* **MATERIAL SUPPLIED**

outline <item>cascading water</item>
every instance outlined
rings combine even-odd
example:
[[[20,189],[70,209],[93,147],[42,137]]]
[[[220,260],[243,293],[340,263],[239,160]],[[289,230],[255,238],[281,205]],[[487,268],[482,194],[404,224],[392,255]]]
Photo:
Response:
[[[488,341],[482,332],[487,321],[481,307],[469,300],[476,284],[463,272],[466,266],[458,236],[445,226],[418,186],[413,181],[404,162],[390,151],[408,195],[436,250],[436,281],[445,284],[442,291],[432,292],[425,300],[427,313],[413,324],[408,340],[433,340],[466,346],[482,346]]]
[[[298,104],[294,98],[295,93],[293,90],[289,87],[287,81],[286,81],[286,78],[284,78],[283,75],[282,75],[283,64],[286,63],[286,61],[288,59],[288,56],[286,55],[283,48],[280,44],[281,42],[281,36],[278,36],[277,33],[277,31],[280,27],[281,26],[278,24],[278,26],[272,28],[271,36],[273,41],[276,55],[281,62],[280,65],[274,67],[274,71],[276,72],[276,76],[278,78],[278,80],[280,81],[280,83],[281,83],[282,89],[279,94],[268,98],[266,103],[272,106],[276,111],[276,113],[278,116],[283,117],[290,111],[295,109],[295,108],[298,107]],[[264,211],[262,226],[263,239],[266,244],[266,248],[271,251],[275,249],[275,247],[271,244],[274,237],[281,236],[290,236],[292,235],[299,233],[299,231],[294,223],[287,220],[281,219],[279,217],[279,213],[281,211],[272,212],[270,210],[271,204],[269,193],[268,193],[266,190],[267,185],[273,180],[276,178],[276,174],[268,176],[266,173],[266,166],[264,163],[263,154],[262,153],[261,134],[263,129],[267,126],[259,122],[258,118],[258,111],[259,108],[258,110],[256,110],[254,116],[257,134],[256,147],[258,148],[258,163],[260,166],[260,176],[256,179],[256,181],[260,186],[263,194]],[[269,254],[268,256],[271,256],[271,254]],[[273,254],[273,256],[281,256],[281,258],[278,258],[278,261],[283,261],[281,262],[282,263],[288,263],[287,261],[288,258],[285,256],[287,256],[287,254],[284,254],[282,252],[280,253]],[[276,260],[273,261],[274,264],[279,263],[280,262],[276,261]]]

* **WHAT YOU NEED TO DO**
Turn every line of the records above into a numbered list, skipping any blank lines.

* **RESPONSE TO THIS TASK**
1. outline <item>cascading water</item>
2. every instance outlined
3. rings combine even-odd
4. example:
5. [[[20,189],[70,209],[93,147],[42,137]]]
6. [[[220,260],[243,293],[340,263],[239,160]],[[289,230],[255,238],[281,205]],[[487,268],[482,194],[404,224],[392,255]]]
7. Photo:
8. Response:
9. [[[488,341],[482,332],[487,321],[481,307],[469,300],[476,284],[463,272],[466,266],[458,236],[445,226],[418,186],[413,181],[404,162],[390,151],[408,195],[436,250],[436,281],[445,284],[442,291],[432,292],[425,300],[427,313],[413,324],[408,340],[433,340],[466,346],[482,346]]]
10. [[[298,104],[294,98],[295,93],[293,90],[289,87],[287,81],[286,81],[286,78],[284,78],[283,75],[282,75],[283,64],[286,63],[286,61],[288,59],[288,56],[286,55],[283,48],[280,44],[281,42],[281,36],[278,36],[277,33],[277,31],[280,27],[281,26],[278,24],[278,26],[272,28],[271,36],[273,41],[276,55],[281,62],[280,65],[274,67],[274,71],[276,72],[276,76],[278,78],[278,80],[280,81],[280,83],[281,83],[282,89],[279,94],[268,98],[266,103],[272,106],[276,111],[276,113],[278,116],[283,117],[290,111],[295,109],[295,108],[298,107]],[[264,211],[262,226],[263,239],[266,244],[266,248],[271,251],[275,249],[275,247],[271,244],[274,237],[281,236],[290,236],[292,235],[299,233],[299,231],[294,223],[287,220],[281,219],[279,217],[279,213],[281,211],[272,212],[270,210],[271,204],[269,193],[268,193],[266,190],[267,185],[273,180],[276,178],[276,174],[268,176],[266,173],[266,166],[264,163],[263,154],[262,153],[261,134],[263,129],[267,126],[259,122],[258,118],[258,111],[259,108],[258,110],[256,110],[254,116],[257,134],[256,147],[258,148],[258,163],[260,166],[260,176],[256,179],[256,181],[260,186],[263,194]],[[269,254],[268,256],[271,256],[271,254]],[[273,254],[273,256],[281,256],[281,258],[278,258],[278,261],[283,261],[281,262],[282,263],[288,263],[287,261],[288,258],[285,256],[287,256],[287,254],[284,254],[282,252],[280,253]],[[276,260],[273,261],[274,264],[279,263],[280,262],[276,261]]]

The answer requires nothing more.